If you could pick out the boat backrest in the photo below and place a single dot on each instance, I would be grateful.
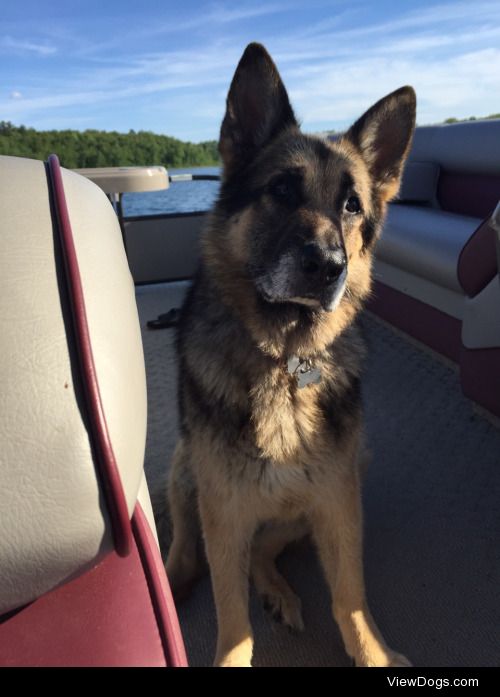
(73, 407)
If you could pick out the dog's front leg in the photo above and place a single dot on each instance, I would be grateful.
(337, 528)
(228, 536)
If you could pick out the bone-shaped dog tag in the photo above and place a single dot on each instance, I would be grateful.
(305, 373)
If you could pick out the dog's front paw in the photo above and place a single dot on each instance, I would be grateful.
(389, 659)
(397, 660)
(239, 656)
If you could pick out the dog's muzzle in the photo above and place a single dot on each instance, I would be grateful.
(324, 272)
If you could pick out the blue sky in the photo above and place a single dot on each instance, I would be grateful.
(166, 66)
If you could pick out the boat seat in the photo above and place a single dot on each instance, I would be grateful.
(81, 577)
(426, 241)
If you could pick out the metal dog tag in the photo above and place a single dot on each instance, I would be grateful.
(304, 371)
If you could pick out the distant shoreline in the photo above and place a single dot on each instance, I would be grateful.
(93, 148)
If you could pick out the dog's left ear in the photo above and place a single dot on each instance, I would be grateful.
(258, 108)
(383, 136)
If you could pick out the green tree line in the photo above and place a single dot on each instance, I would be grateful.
(92, 148)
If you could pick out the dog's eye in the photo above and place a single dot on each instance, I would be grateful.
(353, 205)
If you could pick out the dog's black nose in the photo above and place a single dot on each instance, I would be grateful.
(322, 262)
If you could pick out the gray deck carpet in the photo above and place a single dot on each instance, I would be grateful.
(432, 523)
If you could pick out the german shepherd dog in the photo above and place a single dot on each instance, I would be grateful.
(270, 358)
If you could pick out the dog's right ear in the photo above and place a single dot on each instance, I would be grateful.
(257, 109)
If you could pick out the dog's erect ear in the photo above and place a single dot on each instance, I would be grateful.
(258, 108)
(383, 135)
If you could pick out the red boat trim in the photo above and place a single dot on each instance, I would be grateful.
(159, 589)
(110, 476)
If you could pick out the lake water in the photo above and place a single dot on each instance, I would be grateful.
(180, 197)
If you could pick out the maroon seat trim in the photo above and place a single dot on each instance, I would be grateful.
(105, 617)
(159, 589)
(110, 476)
(427, 324)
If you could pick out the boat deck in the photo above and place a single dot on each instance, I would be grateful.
(431, 501)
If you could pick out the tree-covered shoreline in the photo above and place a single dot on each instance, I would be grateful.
(93, 148)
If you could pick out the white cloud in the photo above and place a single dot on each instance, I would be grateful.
(449, 52)
(8, 44)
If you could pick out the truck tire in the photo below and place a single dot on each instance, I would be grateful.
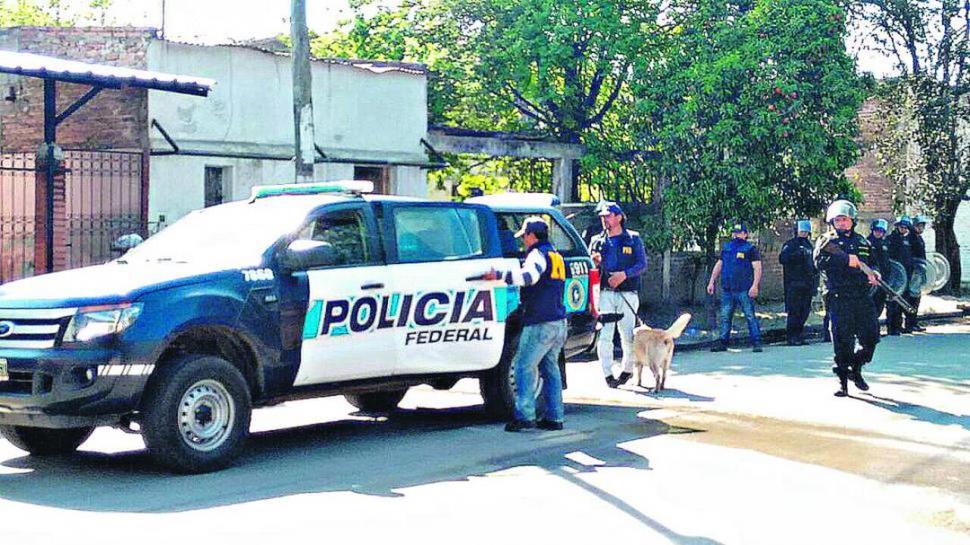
(46, 441)
(196, 414)
(497, 385)
(376, 402)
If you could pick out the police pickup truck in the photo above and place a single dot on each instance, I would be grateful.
(301, 291)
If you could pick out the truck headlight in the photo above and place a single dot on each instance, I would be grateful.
(93, 322)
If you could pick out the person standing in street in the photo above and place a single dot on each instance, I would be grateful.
(839, 254)
(900, 250)
(739, 269)
(880, 253)
(800, 281)
(620, 256)
(542, 278)
(911, 320)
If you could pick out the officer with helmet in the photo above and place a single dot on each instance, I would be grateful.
(919, 252)
(901, 250)
(880, 252)
(800, 281)
(838, 255)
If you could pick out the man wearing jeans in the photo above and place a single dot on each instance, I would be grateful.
(619, 254)
(740, 271)
(544, 327)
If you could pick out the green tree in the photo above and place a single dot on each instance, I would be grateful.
(923, 139)
(751, 111)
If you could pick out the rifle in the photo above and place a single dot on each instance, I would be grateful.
(833, 248)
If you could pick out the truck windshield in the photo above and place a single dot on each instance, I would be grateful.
(230, 236)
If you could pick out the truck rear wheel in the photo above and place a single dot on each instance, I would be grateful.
(376, 402)
(196, 414)
(46, 441)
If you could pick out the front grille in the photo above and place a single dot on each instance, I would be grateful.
(19, 383)
(32, 328)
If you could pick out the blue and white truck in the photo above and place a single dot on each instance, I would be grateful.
(300, 291)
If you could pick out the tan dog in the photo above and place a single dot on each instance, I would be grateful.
(655, 347)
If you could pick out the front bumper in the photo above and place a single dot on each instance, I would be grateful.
(61, 388)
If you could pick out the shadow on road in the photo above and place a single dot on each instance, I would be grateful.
(918, 412)
(411, 448)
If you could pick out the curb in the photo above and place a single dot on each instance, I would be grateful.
(813, 333)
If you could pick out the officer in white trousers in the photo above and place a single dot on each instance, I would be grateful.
(619, 254)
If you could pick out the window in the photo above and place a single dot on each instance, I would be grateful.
(346, 231)
(437, 234)
(378, 175)
(510, 222)
(217, 186)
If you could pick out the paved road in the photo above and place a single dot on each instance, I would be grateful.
(742, 449)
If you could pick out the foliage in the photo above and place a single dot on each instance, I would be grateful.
(751, 113)
(924, 110)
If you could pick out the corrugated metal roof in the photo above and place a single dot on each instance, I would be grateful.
(39, 66)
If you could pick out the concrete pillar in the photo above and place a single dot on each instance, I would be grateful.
(59, 212)
(562, 178)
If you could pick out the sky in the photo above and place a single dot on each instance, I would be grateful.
(221, 21)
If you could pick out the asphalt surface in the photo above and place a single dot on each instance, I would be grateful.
(742, 448)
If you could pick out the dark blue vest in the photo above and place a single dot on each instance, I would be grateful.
(737, 274)
(543, 301)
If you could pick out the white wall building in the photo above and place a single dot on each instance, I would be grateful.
(370, 118)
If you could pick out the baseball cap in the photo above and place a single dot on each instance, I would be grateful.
(534, 225)
(606, 208)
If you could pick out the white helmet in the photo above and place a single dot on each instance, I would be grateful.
(840, 207)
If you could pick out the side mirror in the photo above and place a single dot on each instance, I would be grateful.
(126, 242)
(301, 255)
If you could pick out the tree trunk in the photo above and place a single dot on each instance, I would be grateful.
(947, 244)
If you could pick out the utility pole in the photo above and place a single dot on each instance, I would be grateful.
(304, 151)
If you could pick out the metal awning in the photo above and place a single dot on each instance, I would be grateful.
(99, 75)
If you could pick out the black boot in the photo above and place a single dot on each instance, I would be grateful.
(843, 382)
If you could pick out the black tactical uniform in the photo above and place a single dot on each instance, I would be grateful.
(900, 250)
(801, 281)
(853, 315)
(880, 254)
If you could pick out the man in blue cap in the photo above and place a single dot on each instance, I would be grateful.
(900, 250)
(880, 253)
(800, 281)
(542, 278)
(739, 269)
(619, 254)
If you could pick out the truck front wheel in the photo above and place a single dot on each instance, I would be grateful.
(46, 441)
(196, 414)
(376, 402)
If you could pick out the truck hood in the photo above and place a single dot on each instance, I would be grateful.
(101, 284)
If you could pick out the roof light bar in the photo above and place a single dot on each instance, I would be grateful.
(313, 188)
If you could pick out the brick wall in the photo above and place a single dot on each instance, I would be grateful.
(115, 119)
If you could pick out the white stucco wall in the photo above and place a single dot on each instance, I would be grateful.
(358, 115)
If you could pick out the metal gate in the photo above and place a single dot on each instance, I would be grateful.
(103, 200)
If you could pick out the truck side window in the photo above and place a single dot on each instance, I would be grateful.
(437, 234)
(346, 231)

▶ _Written request_: Each entry above should be reproduced exactly, with the pictures removed.

▶ _Expected answer_:
If you could pick out the boat backrest in the photo below and place a single dot on each instance, I would be grateful.
(73, 407)
If you could pick out the dog's front leg in the photo above and place a single dot on each instance, I would be grateful.
(337, 528)
(228, 536)
If you could pick out the bone-shaped dog tag in the photo above and place a single dot on each instance, I would be grateful.
(305, 373)
If you could pick out the dog's front paw in the photo above and place a single dot on each instance, I would be grateful.
(389, 659)
(397, 660)
(239, 656)
If you could pick out the dog's muzzle in the photo above and place a single dot on each instance, I would be grateful.
(324, 272)
If you could pick out the blue sky in the photo above and place a single dot on each instance, I would be grateful.
(166, 66)
If you could pick out the boat seat in the photo above and place a single dot on each instance, I would be grateful.
(81, 577)
(426, 241)
If you could pick out the metal dog tag in the photo above and place a single dot on each instance, I would be grateful.
(304, 371)
If you could pick out the distant shoreline in the photo above and place a single dot on each instance, I would be grateful.
(93, 148)
If you could pick out the dog's left ear in the photo above and place a single dot on each instance, I would be grateful.
(258, 108)
(383, 136)
If you could pick out the green tree line in the photo above and place a single dot on each instance, I would be grateful.
(92, 148)
If you could pick out the dog's eye in the photo above and place a single dot on each instance, I would be grateful.
(353, 205)
If you could pick out the dog's black nose in the photo above and place a single dot on each instance, I would be grateful.
(322, 262)
If you could pick out the gray deck carpet in the photo above and place a single dot on each instance, I would be grateful.
(432, 523)
If you could pick out the german shepherd dog in the photo above and place a single dot on each instance, I would be grateful.
(270, 358)
If you could pick out the dog's right ear in the photo above and place a single dot on each instance, I would be grateful.
(257, 109)
If you could pick out the dog's erect ear in the photo above and place a single dot on each instance, I would be grateful.
(258, 108)
(383, 135)
If you could pick out the red boat trim in the photo above and place a single dot on each instance, I would be grateful.
(159, 589)
(110, 476)
If you could pick out the lake water in the photo above and place a single dot on each instance, I would be grateful.
(180, 197)
If you could pick out the maroon seat trim in the photo above and place a single dot on each instance, I would be grateful.
(105, 617)
(159, 589)
(110, 476)
(427, 324)
If you could pick out the boat deck in the photo above and place a single dot on each instance, I would be grateful.
(431, 501)
If you could pick out the tree-covered shoreline in the photo above and place a single dot on each instance, I would be grateful.
(93, 148)
If you could pick out the white cloud in the photo above and place a single dot on each instance, I would be grateful.
(449, 52)
(8, 44)
If you could pick out the truck tire in the photo below and place a single dot on each instance, I would be grateful.
(46, 441)
(196, 414)
(497, 385)
(376, 402)
If you could pick out the police pickup truck in the photo above and place a single dot on each instance, I would be grateful.
(301, 291)
If you could pick out the truck headlight in the photo above and place a single dot on each instance, I would be grateful.
(93, 322)
If you could pick out the person standing in street in the photo above and place a single dot on each instance, I would be grateful.
(839, 254)
(900, 250)
(739, 269)
(880, 253)
(800, 281)
(620, 256)
(542, 278)
(911, 320)
If you could pick out the officer with helmet in the photo above and place a single dot on each instance, I would be grateful.
(919, 252)
(901, 250)
(880, 252)
(800, 281)
(838, 255)
If you could pick out the man wearing jeans in the photo above and place a single dot on each instance, I would be grateful.
(619, 254)
(740, 271)
(544, 327)
If you could pick out the green tree in the photo above and place a single dot on each instance, I would be grateful.
(923, 139)
(751, 111)
If you could pick out the rifle in the photo above and place a single dot on each instance, I would be grateful.
(833, 248)
If you could pick out the truck windshield in the photo above and place a single dot on each instance, I would be grateful.
(230, 236)
If you could pick out the truck rear wheel in the photo above and place a single dot on each instance, I would be grateful.
(376, 402)
(196, 414)
(46, 441)
If you could pick out the front grille in the photo above and place a single dot on each instance, I would be grateful.
(19, 383)
(32, 328)
If you could pick out the blue and white truck in the photo above and place a single dot on each instance, I would be grateful.
(300, 291)
If you could pick out the tan dog in the photo above and place a single dot on each instance, I would be grateful.
(655, 347)
If you could pick out the front bumper in the photo above and place a single dot on each instance, I would be grateful.
(61, 388)
If you could pick out the shadow on road in the photo above and place a single dot on each instance, I would be grateful.
(918, 412)
(411, 448)
If you could pick out the curb in the photo above and place a single dot on each instance, I would be grateful.
(813, 333)
If you could pick out the officer in white trousers in the photo above and place a single dot on each instance, I would be grateful.
(619, 254)
If you could pick out the window in the photo above and place a single dot on each instance, I would be grateful.
(346, 231)
(437, 234)
(378, 175)
(510, 222)
(217, 186)
If you could pick out the paved road in the photo above and place a single dot on each instance, I would be grateful.
(742, 449)
If you could pick out the foliage in the photo above and place a single dot on each instance, I would be grateful.
(751, 113)
(924, 110)
If you could pick out the corrugated metal roof in the photo above and place a single dot on each instance, I would be grateful.
(39, 66)
If you could pick out the concrete pillar in the photo above and place a single dot on each instance, I would be grateful.
(59, 212)
(562, 178)
If you could pick out the sky in the photo above and place a single dot on each instance, I would be grateful.
(221, 21)
If you could pick out the asphalt surface in the photo above and place a single dot on each instance, I would be grateful.
(742, 448)
If you could pick out the dark blue vest in the photo above and place a single dot on each instance, I would be grateful.
(737, 274)
(543, 301)
If you could pick out the white wall building in the photo above and place a single dot on each instance, I would be grateful.
(370, 118)
If you could pick out the baseball cap in the photo above and place a single dot on each instance, I would be grateful.
(534, 225)
(606, 208)
If you could pick out the white helmet in the photo above and place a single dot on each instance, I would be grateful.
(840, 207)
If you could pick out the side mirror in the photo above and place a single dot on each instance, I would be grateful.
(126, 242)
(301, 255)
If you could pick out the tree trunk in the photo above and place a single dot on each instance, I would be grateful.
(947, 244)
If you could pick out the utility pole in the photo above and place a single dot on each instance, I would be grateful.
(304, 151)
If you could pick out the metal awning in the photo above and place a single dot on each instance, I would be grateful.
(99, 75)
If you could pick out the black boot in the photo above and place a single dot on each instance, I would be grateful.
(843, 382)
If you could pick out the black tactical uniform in the photo above and place a single dot on each instance, I would be grateful.
(900, 250)
(801, 281)
(853, 315)
(880, 254)
If you could pick out the man in blue cap in the photo above and place a single dot on each instance, I would be grateful.
(900, 250)
(880, 253)
(800, 281)
(542, 278)
(739, 269)
(619, 254)
If you could pick out the truck front wheel in the photo above and place a single dot on each instance, I would be grateful.
(46, 441)
(196, 414)
(376, 402)
If you could pick out the truck hood in the photo above and place a single dot on each instance, I would be grateful.
(101, 284)
If you could pick out the roof light bar in the photo above and place a single dot on each instance, I would be grateful.
(313, 188)
If you could pick out the brick wall in the photo above and place a single dot on each instance, I would be grateful.
(115, 119)
If you could pick out the white stucco wall in the photo above and place a single dot on each instance, I would be grateful.
(358, 115)
If you could pick out the metal gate in the photo above and place a single dot on each instance, I would be grateful.
(103, 200)
If you could pick out the truck side window in the photo above and place a single dot on each instance, I would be grateful.
(437, 234)
(346, 231)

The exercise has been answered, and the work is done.